- _Required actions_:
(a) Answer these questions from the article on the assassinations in Lebanon:
(i) To whom did Prime Minister Fuad Saniora send his request for technical assistance?
(ii) In which suburb was Brig. Gen. Francois Hajj killed?
(iii) On what date was Antoine Ghanem assassinated?
(b) Resume the article on the assassinations in Lebanon, starting after its final sentence.

----- Text provided

The Lebanese prime minister requested assistance from the United Nations with the investigation into the assassination of a leading general. Prime Minister Fuad Saniora issued a request to U.N. Secretary-General Ban Ki-moon for technical assistance into the death of Brig. Gen. Francois Hajj, who was slated for the next head of the Lebanese army. The United Nations is currently investigating the assassination of former Prime Minister Rafik al-Hariri and 18 other allegedly politically motivated assassinations and bombings.
An explosive-laden car was detonated by remote control, killing Hajj and his driver Wednesday morning in the Christian suburb of Baabda. In his departing message to the Security Council, Serge Brammertz, charged with overseeing the Hariri investigation, expressed confidence that those involved in the assassinations will face a tribunal to answer for their crimes.
Brammertz said in November that "operational links may exist" between the spate of assassinations in Lebanon since 2005. "Confirming these operational links will be one of the commission's highest priorities in the months to come," Brammertz said before the council. He said the assassination of Lebanese parliamentarian Antoine Ghanem on Sept. 19, three days after he returned from an overseas visit, suggested the team of perpetrators were well equipped and operationally expedient. The Ghanem assassination and evidence from the Hariri probe confirms "that the perpetrators or groups of perpetrators had and still have advanced and extensive operational capacities available in Beirut."

----------
----- Listed records

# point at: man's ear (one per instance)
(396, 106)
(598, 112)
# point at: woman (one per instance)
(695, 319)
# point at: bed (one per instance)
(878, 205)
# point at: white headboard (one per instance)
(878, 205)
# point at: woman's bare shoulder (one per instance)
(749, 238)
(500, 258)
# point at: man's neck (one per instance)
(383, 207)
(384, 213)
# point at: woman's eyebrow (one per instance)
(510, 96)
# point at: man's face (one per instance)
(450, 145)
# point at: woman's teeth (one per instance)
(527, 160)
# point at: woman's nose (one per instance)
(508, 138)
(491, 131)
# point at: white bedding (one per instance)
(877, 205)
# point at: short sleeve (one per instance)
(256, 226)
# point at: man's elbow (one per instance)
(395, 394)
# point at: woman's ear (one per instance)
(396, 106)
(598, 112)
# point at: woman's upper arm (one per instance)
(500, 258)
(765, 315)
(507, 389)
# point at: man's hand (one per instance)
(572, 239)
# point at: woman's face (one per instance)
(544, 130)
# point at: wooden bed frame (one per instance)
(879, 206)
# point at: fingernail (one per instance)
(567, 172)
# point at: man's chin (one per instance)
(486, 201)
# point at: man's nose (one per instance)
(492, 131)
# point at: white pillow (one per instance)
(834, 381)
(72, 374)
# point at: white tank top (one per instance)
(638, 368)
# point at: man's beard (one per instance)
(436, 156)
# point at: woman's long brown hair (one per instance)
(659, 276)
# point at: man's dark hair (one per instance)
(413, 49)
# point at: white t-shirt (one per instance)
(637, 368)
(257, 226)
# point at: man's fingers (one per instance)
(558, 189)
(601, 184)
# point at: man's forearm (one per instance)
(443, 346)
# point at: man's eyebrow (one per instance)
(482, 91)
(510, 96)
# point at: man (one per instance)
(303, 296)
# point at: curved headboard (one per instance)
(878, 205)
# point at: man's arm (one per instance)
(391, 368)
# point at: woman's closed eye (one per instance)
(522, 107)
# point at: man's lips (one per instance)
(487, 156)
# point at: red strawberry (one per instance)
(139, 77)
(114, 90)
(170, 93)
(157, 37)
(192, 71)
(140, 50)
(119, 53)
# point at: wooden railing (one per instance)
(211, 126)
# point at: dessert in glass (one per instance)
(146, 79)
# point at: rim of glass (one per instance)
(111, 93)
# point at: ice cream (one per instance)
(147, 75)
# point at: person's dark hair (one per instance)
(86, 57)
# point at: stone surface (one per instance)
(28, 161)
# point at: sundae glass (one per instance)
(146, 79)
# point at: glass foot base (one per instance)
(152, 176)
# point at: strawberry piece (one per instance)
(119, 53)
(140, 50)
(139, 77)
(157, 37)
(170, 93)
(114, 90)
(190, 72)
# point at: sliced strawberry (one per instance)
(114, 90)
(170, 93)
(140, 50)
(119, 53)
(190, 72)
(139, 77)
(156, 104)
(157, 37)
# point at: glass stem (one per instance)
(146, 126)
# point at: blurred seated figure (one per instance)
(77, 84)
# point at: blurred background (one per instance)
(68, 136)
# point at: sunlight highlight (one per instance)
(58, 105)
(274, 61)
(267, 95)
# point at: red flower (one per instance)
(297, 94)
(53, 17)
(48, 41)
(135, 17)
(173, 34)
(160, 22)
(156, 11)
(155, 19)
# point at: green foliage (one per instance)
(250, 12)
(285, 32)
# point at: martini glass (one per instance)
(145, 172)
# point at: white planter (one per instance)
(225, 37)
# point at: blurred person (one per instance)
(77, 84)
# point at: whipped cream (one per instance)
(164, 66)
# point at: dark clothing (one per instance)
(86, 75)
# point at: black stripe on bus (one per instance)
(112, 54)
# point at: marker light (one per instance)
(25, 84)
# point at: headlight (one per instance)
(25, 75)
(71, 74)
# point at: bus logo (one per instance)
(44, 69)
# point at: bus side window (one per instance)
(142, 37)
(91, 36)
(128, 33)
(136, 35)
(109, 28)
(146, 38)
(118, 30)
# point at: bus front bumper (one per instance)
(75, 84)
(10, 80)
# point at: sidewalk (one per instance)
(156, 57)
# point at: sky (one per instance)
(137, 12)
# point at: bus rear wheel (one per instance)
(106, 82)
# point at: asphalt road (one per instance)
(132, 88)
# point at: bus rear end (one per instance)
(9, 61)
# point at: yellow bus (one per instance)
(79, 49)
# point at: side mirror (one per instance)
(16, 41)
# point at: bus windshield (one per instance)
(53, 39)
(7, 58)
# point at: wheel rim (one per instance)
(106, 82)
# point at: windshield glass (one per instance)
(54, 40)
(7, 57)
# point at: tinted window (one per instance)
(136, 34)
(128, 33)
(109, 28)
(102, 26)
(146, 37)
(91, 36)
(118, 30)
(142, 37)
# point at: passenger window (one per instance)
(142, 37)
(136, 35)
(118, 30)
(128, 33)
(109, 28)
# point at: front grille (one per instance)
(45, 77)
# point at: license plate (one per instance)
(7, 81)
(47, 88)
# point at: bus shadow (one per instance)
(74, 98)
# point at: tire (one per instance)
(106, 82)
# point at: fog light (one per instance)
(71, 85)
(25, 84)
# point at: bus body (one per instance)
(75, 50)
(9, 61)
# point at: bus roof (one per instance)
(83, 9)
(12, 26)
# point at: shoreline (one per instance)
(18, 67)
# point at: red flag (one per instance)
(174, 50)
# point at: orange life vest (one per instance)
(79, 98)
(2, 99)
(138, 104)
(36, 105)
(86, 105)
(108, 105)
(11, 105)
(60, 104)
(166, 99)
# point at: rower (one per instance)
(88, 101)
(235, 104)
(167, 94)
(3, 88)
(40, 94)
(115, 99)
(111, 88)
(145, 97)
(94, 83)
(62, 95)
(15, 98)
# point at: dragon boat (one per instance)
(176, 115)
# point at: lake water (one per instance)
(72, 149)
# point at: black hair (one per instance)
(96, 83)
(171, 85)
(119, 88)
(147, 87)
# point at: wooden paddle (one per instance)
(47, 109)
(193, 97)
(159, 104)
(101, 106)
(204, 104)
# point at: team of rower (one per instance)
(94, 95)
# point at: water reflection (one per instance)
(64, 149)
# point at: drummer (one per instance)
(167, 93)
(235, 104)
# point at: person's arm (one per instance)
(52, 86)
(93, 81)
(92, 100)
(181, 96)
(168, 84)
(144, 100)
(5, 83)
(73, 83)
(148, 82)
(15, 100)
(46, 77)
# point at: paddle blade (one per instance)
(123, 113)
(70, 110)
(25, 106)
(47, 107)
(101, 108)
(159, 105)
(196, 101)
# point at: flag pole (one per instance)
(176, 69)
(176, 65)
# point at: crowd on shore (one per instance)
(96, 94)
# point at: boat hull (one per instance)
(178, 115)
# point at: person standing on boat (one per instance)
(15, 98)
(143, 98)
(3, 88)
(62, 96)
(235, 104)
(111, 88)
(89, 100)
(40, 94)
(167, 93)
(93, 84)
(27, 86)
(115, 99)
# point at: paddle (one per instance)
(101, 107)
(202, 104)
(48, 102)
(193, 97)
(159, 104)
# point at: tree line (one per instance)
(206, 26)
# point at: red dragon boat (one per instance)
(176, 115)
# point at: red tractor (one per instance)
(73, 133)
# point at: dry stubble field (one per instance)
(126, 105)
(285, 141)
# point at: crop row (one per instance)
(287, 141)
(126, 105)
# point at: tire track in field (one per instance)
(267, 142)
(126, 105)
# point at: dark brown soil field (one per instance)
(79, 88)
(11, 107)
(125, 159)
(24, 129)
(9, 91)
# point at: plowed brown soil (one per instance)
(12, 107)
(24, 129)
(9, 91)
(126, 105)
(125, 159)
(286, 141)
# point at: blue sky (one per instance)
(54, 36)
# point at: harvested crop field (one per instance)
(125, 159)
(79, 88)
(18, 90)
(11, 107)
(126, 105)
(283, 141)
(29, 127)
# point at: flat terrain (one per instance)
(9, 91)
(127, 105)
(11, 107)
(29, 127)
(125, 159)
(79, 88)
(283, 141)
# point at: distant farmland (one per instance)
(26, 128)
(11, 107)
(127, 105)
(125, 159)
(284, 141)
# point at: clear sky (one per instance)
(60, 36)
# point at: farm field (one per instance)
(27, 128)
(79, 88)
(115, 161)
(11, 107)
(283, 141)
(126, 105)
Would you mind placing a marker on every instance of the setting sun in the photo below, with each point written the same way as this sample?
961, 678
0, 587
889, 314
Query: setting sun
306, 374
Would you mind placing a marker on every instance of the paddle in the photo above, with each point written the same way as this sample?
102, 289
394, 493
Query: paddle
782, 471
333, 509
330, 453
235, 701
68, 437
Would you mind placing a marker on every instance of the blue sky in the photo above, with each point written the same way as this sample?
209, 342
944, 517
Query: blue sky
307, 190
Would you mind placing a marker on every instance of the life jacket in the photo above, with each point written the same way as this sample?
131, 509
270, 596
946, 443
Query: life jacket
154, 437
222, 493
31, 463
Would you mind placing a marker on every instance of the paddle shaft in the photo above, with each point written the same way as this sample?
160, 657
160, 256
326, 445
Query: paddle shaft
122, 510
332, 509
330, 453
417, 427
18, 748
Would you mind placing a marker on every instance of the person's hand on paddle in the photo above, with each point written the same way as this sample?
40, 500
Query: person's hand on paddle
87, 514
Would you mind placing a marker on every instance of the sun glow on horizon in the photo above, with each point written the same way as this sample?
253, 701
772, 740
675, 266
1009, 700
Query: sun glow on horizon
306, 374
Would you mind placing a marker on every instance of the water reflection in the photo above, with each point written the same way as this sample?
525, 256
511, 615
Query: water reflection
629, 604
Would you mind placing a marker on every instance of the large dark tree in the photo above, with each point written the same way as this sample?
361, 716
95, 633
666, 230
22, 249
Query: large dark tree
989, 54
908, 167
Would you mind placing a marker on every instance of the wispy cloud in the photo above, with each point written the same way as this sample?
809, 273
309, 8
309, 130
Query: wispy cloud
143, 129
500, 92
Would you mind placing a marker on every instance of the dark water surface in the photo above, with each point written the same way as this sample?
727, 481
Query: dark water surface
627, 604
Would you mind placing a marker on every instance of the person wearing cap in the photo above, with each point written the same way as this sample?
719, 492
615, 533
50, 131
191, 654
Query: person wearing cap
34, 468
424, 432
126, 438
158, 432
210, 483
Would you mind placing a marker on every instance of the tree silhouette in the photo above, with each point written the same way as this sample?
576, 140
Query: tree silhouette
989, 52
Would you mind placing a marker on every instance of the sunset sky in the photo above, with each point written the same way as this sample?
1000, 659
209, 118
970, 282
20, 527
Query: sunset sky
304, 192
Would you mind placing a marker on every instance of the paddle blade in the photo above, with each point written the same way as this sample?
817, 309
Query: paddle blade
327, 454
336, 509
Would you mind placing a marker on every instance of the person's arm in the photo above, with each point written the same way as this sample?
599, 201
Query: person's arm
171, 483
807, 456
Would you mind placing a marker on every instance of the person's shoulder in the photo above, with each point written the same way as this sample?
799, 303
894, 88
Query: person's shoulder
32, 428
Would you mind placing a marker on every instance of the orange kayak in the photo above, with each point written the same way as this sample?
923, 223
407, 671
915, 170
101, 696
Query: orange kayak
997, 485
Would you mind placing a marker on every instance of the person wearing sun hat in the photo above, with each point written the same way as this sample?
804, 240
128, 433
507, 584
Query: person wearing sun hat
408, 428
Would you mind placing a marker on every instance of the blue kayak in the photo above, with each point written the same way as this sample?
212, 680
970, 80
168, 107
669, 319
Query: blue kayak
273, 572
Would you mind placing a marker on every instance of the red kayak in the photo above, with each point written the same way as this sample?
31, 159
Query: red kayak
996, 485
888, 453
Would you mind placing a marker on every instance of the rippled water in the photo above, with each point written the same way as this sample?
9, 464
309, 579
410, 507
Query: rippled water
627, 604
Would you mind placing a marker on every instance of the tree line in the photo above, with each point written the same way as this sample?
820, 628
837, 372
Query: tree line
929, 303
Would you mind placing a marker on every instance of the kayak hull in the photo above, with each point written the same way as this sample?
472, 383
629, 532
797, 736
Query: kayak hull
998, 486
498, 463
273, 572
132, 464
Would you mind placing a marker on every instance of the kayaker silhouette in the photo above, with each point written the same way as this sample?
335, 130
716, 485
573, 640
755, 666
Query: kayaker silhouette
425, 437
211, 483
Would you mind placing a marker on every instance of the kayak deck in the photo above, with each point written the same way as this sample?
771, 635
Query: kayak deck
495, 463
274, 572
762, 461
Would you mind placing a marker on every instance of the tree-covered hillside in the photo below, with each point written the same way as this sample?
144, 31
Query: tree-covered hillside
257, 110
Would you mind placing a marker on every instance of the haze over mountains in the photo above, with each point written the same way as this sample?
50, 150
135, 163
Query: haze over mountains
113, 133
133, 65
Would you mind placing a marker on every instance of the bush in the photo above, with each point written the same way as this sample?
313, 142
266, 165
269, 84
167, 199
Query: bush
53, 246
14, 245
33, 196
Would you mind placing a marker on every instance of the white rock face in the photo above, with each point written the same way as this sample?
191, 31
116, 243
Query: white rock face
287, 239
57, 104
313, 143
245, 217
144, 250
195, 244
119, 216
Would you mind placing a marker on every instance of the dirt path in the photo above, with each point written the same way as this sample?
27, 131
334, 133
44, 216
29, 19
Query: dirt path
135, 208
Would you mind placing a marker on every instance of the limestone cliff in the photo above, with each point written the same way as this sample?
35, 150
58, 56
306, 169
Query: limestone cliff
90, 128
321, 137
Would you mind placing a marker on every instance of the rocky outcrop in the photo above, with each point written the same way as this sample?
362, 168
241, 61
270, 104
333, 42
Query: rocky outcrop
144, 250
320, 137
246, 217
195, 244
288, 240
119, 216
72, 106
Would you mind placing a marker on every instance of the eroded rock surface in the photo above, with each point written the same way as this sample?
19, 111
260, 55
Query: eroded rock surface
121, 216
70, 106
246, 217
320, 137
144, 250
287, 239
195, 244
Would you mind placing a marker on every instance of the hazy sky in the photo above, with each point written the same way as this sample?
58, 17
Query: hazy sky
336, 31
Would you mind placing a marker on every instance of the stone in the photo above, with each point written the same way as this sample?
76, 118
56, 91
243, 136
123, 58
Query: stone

----------

- _Numbered answers_:
(a)
(i) U.N. Secretary-General Ban Ki-moon
(ii) The Christian suburb of Baabda
(iii) Sept. 19

(b)
Rafik Hariri and 22 others were killed when a "likely" male suicide bomber detonated 3,960 pounds of explosives in a Mitsubishi Canter van on Feb. 14, 2005. Initial examinations suggested Syrian involvement and the involvement of Lebanese intelligence services, though Brammertz has not focused on that allegation since taking over the commission. The Brammertz report said Syrian cooperation "remains generally satisfactory."
The Security Council recently called for the presidential elections in Lebanon process without delay. The ascension of Hajj to the chief army post in Lebanon was seen as paving the way for Gen. Michel Suleiman to take the presidency in the long delayed election. Lebanon must amend its constitution to allow Suleiman to be the president because its constitution requires a two-year delay between top government posts.
Ban Ki-moon appointed Daniel Bellemare, a former Canadian prosecutor, to lead the Hariri examination. Brammertz is slated to take over the Yugoslavian tribunal from Carla del Ponte on Jan. 1.